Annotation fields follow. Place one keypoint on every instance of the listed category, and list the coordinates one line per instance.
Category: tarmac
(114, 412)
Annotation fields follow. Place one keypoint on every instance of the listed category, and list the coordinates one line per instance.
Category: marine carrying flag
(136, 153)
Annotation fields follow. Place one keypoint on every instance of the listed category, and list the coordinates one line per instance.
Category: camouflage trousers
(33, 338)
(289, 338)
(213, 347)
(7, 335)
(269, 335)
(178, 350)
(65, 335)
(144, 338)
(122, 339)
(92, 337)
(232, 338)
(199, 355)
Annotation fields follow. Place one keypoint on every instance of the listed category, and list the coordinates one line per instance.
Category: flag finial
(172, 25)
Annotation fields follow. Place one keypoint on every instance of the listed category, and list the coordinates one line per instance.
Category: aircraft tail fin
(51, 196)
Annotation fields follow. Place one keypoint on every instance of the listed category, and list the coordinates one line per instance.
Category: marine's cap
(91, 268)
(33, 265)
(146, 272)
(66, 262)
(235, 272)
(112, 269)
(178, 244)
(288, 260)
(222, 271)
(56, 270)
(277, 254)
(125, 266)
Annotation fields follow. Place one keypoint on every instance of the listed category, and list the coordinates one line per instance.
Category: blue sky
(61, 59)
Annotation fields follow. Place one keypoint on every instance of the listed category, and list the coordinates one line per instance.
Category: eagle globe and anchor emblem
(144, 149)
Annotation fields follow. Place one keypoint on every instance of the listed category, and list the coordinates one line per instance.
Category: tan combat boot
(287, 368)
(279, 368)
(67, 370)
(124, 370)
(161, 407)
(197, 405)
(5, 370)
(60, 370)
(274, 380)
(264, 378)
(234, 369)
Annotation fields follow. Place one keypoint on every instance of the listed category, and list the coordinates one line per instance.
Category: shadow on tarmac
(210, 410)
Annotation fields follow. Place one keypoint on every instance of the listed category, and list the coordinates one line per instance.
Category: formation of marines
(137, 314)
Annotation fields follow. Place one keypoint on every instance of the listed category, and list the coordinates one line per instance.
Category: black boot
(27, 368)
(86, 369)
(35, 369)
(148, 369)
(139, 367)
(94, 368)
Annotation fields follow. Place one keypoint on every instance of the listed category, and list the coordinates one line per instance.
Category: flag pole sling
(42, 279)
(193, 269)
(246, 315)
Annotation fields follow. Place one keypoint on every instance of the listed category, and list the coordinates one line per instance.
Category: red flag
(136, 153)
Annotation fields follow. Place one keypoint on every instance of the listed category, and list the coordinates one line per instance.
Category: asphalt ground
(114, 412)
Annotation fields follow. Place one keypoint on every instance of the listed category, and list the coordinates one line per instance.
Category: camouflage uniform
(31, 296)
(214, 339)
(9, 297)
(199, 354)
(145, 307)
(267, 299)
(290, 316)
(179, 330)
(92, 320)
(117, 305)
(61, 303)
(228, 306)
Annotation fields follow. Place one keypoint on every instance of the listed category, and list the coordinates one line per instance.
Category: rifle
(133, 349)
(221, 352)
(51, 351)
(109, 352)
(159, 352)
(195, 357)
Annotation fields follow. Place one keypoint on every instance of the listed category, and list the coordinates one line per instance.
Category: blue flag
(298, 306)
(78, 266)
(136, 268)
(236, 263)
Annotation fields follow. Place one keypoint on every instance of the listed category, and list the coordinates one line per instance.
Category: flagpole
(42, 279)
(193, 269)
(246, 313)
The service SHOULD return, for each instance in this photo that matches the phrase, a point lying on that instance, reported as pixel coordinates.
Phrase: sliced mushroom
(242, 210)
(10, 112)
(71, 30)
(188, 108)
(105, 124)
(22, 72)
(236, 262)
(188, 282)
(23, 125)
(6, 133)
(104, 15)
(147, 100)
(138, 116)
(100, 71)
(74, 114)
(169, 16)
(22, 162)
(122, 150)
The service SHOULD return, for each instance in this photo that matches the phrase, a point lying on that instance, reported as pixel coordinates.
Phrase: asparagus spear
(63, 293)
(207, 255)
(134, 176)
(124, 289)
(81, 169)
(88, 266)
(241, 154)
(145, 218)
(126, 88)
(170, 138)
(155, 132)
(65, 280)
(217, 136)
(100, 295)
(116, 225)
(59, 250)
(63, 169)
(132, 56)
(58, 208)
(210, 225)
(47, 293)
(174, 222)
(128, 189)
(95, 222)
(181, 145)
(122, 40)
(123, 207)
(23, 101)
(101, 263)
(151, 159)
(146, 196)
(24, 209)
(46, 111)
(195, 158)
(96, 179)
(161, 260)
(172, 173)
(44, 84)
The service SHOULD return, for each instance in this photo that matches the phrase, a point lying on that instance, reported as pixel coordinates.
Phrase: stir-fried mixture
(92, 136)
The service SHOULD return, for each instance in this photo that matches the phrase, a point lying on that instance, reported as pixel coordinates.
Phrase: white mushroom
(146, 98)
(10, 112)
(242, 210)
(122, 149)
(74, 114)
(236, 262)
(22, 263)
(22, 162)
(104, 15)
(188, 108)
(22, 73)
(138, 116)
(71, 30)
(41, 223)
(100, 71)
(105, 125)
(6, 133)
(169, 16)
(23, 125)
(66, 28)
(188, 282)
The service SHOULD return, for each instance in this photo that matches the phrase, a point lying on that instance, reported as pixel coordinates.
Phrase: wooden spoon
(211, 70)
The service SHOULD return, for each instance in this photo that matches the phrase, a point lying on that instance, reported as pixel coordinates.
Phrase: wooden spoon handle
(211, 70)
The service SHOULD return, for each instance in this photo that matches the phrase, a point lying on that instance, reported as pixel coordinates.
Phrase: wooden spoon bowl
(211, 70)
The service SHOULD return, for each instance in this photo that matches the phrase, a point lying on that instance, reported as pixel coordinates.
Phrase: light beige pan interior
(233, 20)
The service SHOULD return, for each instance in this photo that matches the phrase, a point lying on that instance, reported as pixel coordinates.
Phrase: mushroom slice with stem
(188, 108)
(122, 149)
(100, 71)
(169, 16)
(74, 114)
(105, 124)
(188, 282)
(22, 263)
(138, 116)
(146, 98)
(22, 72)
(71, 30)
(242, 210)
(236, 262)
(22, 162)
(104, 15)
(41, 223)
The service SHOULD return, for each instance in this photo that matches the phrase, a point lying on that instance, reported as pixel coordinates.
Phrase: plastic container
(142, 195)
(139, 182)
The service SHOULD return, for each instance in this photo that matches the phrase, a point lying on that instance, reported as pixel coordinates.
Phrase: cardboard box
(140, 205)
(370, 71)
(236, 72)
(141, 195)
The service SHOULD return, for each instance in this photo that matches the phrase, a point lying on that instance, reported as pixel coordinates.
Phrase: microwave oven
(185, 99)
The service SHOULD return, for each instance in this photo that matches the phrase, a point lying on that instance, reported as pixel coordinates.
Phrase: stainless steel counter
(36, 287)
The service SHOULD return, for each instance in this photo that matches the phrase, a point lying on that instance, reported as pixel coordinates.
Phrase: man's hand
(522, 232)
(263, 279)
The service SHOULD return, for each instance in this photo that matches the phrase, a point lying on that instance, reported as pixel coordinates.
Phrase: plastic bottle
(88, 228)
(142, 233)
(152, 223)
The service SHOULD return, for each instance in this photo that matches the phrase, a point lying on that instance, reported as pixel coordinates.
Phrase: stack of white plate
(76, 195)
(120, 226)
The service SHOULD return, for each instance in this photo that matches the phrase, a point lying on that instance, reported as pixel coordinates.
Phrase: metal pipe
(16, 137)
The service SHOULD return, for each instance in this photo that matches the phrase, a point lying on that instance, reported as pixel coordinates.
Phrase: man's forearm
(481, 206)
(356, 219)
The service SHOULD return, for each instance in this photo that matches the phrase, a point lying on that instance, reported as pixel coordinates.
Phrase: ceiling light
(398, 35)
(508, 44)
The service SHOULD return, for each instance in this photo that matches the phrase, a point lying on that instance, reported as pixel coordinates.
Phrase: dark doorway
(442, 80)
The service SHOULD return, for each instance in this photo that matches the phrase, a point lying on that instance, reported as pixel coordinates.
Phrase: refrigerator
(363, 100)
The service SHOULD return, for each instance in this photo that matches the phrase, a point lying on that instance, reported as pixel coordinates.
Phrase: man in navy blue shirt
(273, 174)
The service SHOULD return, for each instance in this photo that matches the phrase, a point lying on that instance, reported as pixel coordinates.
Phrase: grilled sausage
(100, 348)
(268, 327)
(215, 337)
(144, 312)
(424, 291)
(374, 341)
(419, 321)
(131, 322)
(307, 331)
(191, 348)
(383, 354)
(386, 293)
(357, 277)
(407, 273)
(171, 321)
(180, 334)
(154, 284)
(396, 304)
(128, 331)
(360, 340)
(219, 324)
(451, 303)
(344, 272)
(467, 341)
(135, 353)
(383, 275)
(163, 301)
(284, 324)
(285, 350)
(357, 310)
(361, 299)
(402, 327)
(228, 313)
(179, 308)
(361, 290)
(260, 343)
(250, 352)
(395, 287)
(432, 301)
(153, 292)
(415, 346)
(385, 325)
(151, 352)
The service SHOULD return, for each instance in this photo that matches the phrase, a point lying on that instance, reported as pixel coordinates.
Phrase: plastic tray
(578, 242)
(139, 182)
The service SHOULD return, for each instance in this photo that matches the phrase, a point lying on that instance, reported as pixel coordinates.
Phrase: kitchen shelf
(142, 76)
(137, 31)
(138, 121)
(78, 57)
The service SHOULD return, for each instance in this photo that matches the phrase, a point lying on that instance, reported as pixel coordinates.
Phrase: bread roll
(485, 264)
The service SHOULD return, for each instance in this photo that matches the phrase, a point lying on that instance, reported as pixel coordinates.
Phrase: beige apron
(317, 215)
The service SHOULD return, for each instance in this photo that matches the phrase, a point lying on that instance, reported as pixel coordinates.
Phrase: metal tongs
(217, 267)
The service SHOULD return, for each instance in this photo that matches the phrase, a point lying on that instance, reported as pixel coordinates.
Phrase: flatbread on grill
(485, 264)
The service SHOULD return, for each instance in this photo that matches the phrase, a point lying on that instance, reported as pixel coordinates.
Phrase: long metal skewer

## What to work on:
Retype exactly the line with "Phrase: metal tongs" and each line after it until the records end, and include no other line.

## Completed exercise:
Phrase: metal tongs
(217, 267)
The service SHOULD return, for each instance in this photo that matches the phrase, a point lying on that instance, reported as pixel coordinates.
Phrase: flatbread on grill
(485, 264)
The service SHOULD return, for each instance in this photo that matches the phrase, a point lying on that instance, reported as pixel coordinates.
Phrase: long metal skewer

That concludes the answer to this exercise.